:: Page excerpt ::
-- Begin --

Sub Junior Girls National Football Championship
- Founded: 2003; 23 years ago
- Region: India
- Teams: 29
- Current champions: Jharkhand (3rd title)
- Most championships: Manipur (6 titles)
- Website: Sub Junior Girl's NFC

= Sub Junior Girls' National Football Championship =

Indian football tournament

The Sub Junior Girls' National Football Championship is an Indian football girls tournament held for under 17 players. The competition is held every year between the teams representing state associations of India under AIFF. The tournament was instituted by the AIFF in 2003 with the first edition held at Ooty in Tamil Nadu.

The latest edition held in 2019 at Cuttack was won by Jharkhand.

== Championship structure ==
The NFC structure was converted into a two tiered championship format from the 2023–24 season. The state associations are eligible to participate in the championship through the two tiers of the competition played across the country.

-- End --

:: Data for this exercise ::

-- Begin --

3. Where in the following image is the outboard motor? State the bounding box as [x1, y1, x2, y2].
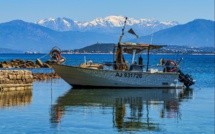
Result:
[178, 70, 195, 88]
[160, 58, 195, 88]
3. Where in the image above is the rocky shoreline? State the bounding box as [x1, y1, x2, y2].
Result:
[0, 59, 51, 68]
[0, 59, 60, 91]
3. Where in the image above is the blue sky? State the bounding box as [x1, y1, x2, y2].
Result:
[0, 0, 214, 23]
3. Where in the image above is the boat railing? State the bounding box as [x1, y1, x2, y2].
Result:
[65, 59, 177, 72]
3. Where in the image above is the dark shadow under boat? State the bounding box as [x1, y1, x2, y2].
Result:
[50, 89, 192, 132]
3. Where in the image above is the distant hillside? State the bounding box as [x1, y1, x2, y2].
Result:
[74, 43, 215, 54]
[130, 19, 215, 47]
[0, 48, 22, 54]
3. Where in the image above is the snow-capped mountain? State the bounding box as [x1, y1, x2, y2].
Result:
[35, 16, 179, 36]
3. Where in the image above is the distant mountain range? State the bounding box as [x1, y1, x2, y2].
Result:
[35, 16, 179, 35]
[130, 19, 215, 47]
[0, 16, 215, 52]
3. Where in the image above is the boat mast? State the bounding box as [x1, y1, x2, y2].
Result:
[118, 17, 128, 46]
[146, 46, 150, 71]
[116, 17, 127, 70]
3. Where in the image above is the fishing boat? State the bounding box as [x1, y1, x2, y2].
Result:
[50, 18, 194, 88]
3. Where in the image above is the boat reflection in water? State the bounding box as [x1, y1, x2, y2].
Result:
[50, 89, 193, 131]
[0, 89, 32, 108]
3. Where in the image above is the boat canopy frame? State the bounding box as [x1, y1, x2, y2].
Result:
[114, 42, 167, 71]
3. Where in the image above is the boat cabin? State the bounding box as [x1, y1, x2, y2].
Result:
[113, 42, 165, 71]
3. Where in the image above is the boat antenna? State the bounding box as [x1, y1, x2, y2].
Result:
[118, 17, 128, 45]
[150, 18, 156, 44]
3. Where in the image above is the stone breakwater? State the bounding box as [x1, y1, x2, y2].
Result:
[0, 70, 60, 91]
[0, 59, 51, 68]
[0, 70, 34, 91]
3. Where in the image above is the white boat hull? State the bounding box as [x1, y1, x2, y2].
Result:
[52, 65, 179, 88]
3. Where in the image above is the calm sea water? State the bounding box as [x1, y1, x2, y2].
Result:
[0, 54, 215, 134]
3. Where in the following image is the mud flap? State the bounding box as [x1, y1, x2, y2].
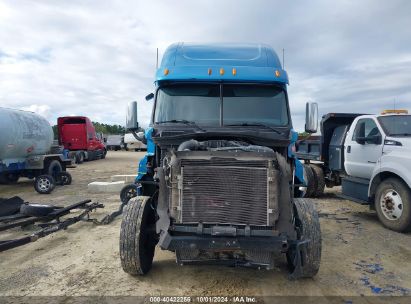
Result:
[288, 240, 310, 280]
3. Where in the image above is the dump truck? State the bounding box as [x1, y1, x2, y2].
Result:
[296, 110, 411, 232]
[0, 107, 71, 194]
[120, 43, 321, 279]
[57, 116, 107, 164]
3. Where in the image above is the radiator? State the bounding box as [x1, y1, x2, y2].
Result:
[180, 159, 268, 225]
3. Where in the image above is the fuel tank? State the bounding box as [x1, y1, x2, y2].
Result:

-- End --

:: Problems to solve ::
**a.** Print the football championship page starting at "- Most championships: Manipur" and ending at "in Tamil Nadu.".
**b.** Rewrite the records starting at the line that contains "3. Where in the image above is the fishing" and ending with the last line of the records, with "bounding box" replaced by "enclosing box" and everything else unchanged. Leave the pictures out.
The records are unrelated to the championship text.

:: Responses to the tasks ::
**a.**
- Most championships: Manipur (6 titles)
- Website: Sub Junior Girl's NFC

= Sub Junior Girls' National Football Championship =

Indian football tournament

The Sub Junior Girls' National Football Championship is an Indian football girls tournament held for under 17 players. The competition is held every year between the teams representing state associations of India under AIFF. The tournament was instituted by the AIFF in 2003 with the first edition held at Ooty in Tamil Nadu.

**b.**
3. Where in the image above is the fishing boat? State the enclosing box as [x1, y1, x2, y2].
Result:
[50, 18, 194, 88]
3. Where in the image above is the boat reflection in water? State the enclosing box as [x1, y1, x2, y2].
Result:
[50, 89, 193, 131]
[0, 89, 32, 108]
3. Where in the image above is the boat canopy frame? State the enclosing box as [x1, y1, x2, y2].
Result:
[114, 42, 167, 71]
3. Where in the image above is the boat cabin? State the enclosing box as [x1, y1, x2, y2].
Result:
[113, 42, 165, 71]
3. Where in the image above is the boat antenna? State the enclosing box as [x1, y1, x2, y2].
Result:
[118, 17, 128, 45]
[150, 18, 156, 44]
3. Where in the image above is the stone breakwater? State the enclosing box as [x1, y1, x2, y2].
Result:
[0, 70, 60, 91]
[0, 59, 51, 68]
[0, 70, 34, 91]
3. Where in the image above is the white boat hull? State the enclosing box as [x1, y1, x2, y2].
Result:
[52, 65, 179, 88]
3. Where in the image above is the calm sea water? State the enclosing box as [x1, y1, x2, y2].
Result:
[0, 54, 215, 134]
3. Where in the following image is the mud flap? State the enclosing box as [x1, y1, x2, y2].
Result:
[288, 240, 310, 280]
3. Where in the image above is the dump truck? State the enclosing box as [x1, y1, x2, y2].
Result:
[296, 110, 411, 232]
[0, 107, 71, 194]
[120, 43, 321, 279]
[57, 116, 107, 164]
3. Where in the image above is the radiator? State the enclosing box as [x1, y1, x2, y2].
Result:
[180, 159, 268, 225]
3. Where in the image above is the fuel tank? State the enclosing box as [x1, y1, x2, y2].
Result:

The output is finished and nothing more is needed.